- **Extract to read**

+ + + +

Location
- Harford County, Maryland USA
- 39°40′10″N 76°22′37″W﻿ / ﻿39.66944°N 76.37694°W

Information
- Motto: Learn, Live, Lead
- Established: 2005
- Closed: 2018 type = Private, Co-ed, Day
- Principal: Anna Dallam
- Grades: K-8
- Information: 443-640-6300
- Website: fshmd.org/index.php

= Harford Friends School =

School in Harford County, Maryland, US

Friends School of Harford is a co-ed K–8 independent private school guided by Quaker values located in Harford County, Maryland and was under the direction of Head of School, Jonathan Huxtable.

Founded in 2005, it originated as a middle school located in the Deer Creek Friends Meeting House in Darlington, Maryland. The school moved in 2008 to The Highlands Commons Building in Street, Maryland, near Bel Air, Maryland. In 2009, the school expanded to include grades one through five. Expansion continued in the summer of 2010 with the addition of a new science lab. In 2012, Friends School of Harford welcomed a new Head of School, Clare Pitz. This change in administration coincided with the move to Friends School of Harford's location in Forest Hill, Maryland.

Friends School of Harford is the only Friends school in Harford County, Maryland and is a member of the Friends Council on Education.
Consistent with Friends School of Harford's commitment to Quaker values the school periodically sponsors community seminars on parenting and conflict-resolution.

+ + + +

[Segmentation dataset excerpts]

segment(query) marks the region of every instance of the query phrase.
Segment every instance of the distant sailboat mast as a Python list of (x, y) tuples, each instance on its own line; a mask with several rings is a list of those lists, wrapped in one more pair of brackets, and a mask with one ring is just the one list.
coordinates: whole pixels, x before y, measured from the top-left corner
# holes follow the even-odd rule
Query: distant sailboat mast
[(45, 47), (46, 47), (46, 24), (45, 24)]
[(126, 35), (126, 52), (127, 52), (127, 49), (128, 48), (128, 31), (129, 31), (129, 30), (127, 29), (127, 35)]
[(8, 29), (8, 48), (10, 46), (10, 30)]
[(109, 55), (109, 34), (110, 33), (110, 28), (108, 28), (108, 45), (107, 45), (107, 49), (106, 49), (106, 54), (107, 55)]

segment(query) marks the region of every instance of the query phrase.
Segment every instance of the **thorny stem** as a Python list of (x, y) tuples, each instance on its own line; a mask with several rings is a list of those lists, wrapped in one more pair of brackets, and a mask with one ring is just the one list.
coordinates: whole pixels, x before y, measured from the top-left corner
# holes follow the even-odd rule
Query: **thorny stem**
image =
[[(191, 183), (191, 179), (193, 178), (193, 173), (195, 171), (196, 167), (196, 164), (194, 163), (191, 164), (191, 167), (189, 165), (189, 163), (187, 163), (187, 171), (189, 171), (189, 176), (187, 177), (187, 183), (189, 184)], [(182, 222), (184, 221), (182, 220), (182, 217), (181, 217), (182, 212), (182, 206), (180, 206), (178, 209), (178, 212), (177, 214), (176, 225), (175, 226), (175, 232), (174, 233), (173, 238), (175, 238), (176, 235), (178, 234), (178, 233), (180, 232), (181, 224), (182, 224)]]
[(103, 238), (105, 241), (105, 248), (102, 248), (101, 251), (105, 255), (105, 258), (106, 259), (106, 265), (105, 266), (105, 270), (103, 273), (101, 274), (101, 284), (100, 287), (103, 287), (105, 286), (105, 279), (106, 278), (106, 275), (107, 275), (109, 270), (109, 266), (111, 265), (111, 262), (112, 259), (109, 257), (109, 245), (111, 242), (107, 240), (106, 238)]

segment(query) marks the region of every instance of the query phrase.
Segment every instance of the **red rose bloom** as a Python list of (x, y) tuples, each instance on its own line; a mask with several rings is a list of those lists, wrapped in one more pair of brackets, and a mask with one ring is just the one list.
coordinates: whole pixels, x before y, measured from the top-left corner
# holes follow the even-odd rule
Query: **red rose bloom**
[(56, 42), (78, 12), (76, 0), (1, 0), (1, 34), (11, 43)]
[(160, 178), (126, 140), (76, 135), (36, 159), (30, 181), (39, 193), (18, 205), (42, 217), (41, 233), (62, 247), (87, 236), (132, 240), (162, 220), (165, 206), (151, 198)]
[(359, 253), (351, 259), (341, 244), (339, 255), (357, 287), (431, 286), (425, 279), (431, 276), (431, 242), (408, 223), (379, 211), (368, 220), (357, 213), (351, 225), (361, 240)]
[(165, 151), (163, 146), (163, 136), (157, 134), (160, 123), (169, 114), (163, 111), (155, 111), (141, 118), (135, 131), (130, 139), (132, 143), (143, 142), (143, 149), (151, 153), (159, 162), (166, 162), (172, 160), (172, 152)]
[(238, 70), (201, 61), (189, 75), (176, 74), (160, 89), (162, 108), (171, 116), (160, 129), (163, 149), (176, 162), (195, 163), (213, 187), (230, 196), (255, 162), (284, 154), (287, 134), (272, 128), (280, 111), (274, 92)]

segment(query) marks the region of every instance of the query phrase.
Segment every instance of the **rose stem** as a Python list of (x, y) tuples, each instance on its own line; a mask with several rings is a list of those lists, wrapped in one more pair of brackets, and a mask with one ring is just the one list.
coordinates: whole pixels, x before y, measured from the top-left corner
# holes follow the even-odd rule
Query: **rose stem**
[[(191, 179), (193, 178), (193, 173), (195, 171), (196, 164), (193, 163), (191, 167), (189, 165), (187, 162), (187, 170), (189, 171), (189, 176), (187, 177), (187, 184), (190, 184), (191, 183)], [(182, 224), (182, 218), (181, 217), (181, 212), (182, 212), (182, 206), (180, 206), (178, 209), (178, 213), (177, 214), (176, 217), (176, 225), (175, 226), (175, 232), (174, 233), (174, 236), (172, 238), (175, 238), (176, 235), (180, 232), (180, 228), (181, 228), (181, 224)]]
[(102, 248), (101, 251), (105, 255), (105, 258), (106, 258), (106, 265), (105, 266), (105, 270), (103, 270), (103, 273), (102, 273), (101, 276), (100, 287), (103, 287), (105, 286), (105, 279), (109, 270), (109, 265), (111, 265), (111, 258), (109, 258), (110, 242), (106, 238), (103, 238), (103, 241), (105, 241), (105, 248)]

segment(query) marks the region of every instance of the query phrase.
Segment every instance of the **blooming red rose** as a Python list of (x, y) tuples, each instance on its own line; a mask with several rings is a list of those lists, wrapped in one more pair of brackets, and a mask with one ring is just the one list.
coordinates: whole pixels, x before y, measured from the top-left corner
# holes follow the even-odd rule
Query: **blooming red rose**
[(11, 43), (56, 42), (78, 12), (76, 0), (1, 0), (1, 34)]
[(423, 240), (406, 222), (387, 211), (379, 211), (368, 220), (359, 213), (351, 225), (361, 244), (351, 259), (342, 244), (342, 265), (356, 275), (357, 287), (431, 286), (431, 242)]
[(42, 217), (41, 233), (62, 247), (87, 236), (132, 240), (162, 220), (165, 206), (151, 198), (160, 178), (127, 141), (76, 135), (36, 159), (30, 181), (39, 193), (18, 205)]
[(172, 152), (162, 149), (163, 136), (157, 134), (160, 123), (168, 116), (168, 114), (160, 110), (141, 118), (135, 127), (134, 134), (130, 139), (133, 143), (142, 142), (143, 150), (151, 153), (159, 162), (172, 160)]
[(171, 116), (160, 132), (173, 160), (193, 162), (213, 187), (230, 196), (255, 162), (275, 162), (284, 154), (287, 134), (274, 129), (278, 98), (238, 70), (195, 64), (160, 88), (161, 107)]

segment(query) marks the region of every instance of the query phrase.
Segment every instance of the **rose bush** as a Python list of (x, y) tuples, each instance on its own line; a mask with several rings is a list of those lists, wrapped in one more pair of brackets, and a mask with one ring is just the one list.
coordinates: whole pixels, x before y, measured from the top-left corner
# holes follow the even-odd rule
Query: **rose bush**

+ + + +

- **Task 1**
List every year mentioned in the paragraph of the Friends School of Harford article that begins "Founded in 2005."
- **Task 2**
Translate this sentence from the Friends School of Harford article into Spanish: "Friends School of Harford is the only Friends school in Harford County, Maryland and is a member of the Friends Council on Education."
- **Task 3**
Carry the article on Friends School of Harford forward from its last sentence.
The listing comes from a separate source.

- **Exercise output 1**
2005, 2008, 2009, 2010, 2012

- **Exercise output 2**
Friends School of Harford es la única escuela Friends del condado de Harford, Maryland, y es miembro del Friends Council on Education.

- **Exercise output 3**
The school is supported by private donations, local Friends Meetings, equipment donations from local colleges and other private schools, as well as tuition. The school suspended operations for the 2018-2019 school year and is not accepting students.

== Curriculum ==
Academic subjects include science, mathematics, history, English, and Spanish. Specials include physical education, art, music, and numerous field trips. Extracurricular activities include Destination Imagination, Drama, Art, Lego, Athletics, Technology, and Student Government.

Experiential learning, service-learning, computer technology, library and media arts, conflict-resolution, creative problem solving, and study skills are focuses of program development and integration.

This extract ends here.